■ STATED PROBLEM ■
Copy the listing below word for word, starting with the line that contains "Please identify the twilight" and going on through the end of the listing. Leave out any picture.

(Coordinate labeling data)
______________________________
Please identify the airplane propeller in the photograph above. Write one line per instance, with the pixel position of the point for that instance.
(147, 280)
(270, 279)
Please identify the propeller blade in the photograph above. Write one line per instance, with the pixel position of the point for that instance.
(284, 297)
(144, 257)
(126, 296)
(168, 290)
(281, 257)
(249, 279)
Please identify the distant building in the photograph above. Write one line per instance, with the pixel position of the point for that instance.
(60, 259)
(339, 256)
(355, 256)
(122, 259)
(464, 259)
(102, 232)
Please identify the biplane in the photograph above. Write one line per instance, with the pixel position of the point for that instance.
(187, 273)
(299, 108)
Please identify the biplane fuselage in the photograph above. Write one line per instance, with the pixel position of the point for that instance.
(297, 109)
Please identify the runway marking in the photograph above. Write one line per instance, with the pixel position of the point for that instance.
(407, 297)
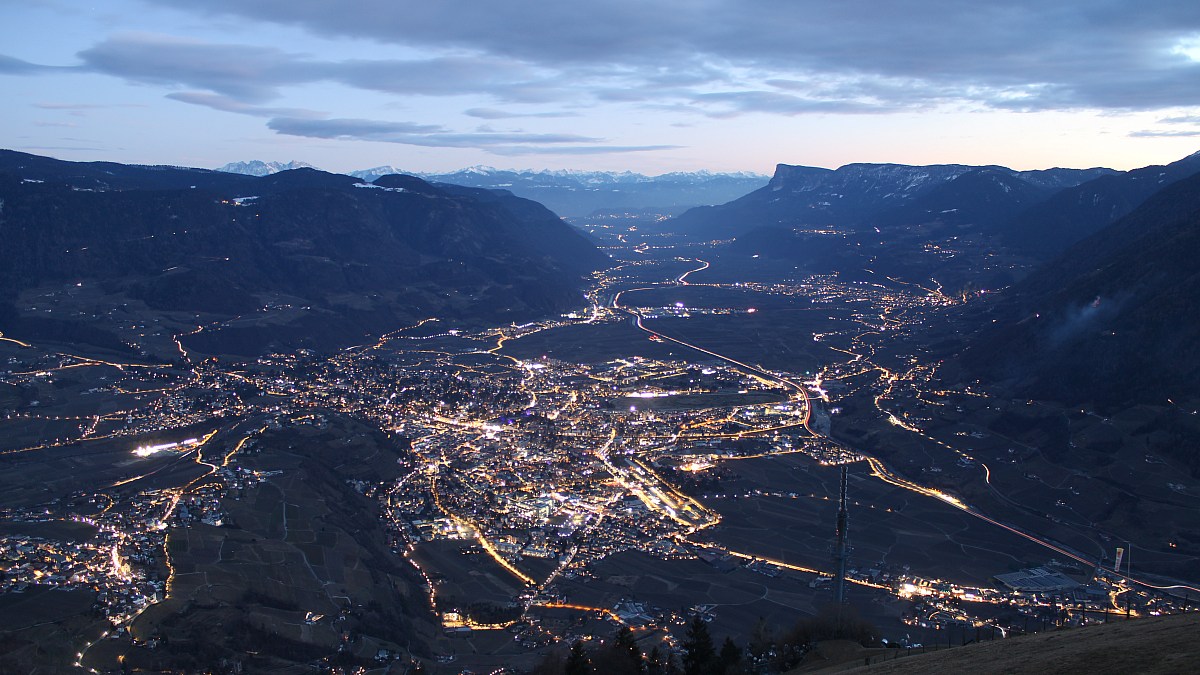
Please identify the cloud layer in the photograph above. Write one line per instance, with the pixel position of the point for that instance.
(718, 59)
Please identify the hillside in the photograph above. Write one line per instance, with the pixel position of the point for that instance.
(1155, 645)
(858, 195)
(1117, 316)
(1049, 227)
(358, 257)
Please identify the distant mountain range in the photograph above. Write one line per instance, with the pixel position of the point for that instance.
(359, 256)
(258, 167)
(576, 193)
(871, 195)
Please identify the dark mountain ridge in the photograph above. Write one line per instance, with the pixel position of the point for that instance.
(1066, 216)
(1113, 318)
(851, 196)
(365, 257)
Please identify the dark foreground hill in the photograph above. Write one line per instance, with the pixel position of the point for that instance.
(1157, 645)
(1116, 317)
(357, 257)
(864, 195)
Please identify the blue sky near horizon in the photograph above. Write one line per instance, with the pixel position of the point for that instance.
(624, 84)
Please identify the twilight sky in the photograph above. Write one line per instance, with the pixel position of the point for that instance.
(648, 85)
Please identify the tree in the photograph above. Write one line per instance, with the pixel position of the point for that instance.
(699, 653)
(762, 639)
(660, 662)
(621, 656)
(577, 662)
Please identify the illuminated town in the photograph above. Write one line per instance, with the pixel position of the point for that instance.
(534, 467)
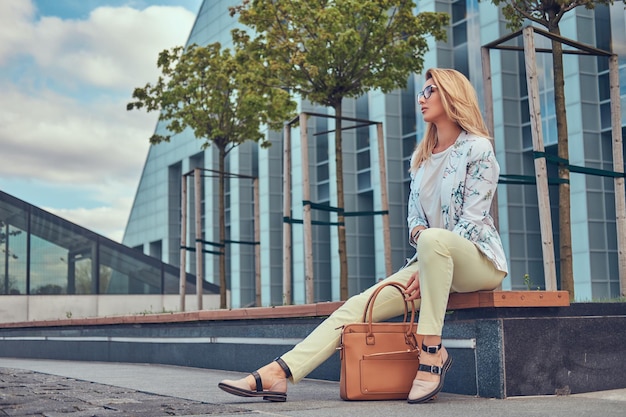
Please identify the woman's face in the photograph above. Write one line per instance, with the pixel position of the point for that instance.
(429, 100)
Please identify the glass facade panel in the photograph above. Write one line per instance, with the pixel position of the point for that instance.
(42, 254)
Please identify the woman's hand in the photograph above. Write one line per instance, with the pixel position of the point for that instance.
(413, 287)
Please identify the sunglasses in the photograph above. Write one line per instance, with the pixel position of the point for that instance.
(426, 92)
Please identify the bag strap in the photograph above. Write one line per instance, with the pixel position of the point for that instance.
(369, 308)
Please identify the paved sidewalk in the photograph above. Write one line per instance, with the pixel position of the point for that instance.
(30, 387)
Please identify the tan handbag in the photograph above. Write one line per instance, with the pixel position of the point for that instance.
(379, 360)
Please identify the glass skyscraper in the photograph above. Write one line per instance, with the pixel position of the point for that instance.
(154, 223)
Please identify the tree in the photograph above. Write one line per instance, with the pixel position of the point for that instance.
______________________________
■ WORKED SOLUTION ■
Please identify the twilight sky in the photograph above. Write one line per instance, with the pixel position of the point for that instance.
(648, 85)
Please identify the tree in the photograph above. Write one line per instance, with the pixel position of the point for that instance.
(699, 653)
(762, 639)
(660, 662)
(621, 656)
(577, 662)
Please identify the illuminated town in the photograph above. Write one line per instance, with the pixel position of the point for that instance.
(534, 467)
Please identify the woman's face in the photograph above. Write one line per instance, with the pixel position of the point for that instance.
(429, 100)
Please identify the glass facade panel in the photograph above. Write one line per instance, with the pixel position of the point for that instance.
(42, 254)
Please identify the woman's hand in the photograph above. Write one line per instance, with the pixel position of the point for that instance.
(413, 287)
Please identify the sunglasses in the photograph above. Write one line per instance, with the pixel position of the point for that instance.
(426, 92)
Please identify the bag strap in the photograph above. Write one line per instance, with the pixel position of the point for that instance.
(369, 308)
Please identify the paved sidewalk in the photograph above. Write one line per instance, with the pixel position of the point for that instance.
(30, 387)
Please identify the tan handbag in the photograph above. Write one line per instance, with the pixel position of the point for that instance.
(379, 360)
Please identify the glass skyscraper in the photograph above. Write one line per instance, with the pixel position of the point for that instance.
(154, 223)
Please identify the tree in the photograph above. Write one line per instance, with the pixel position of the point for that instance.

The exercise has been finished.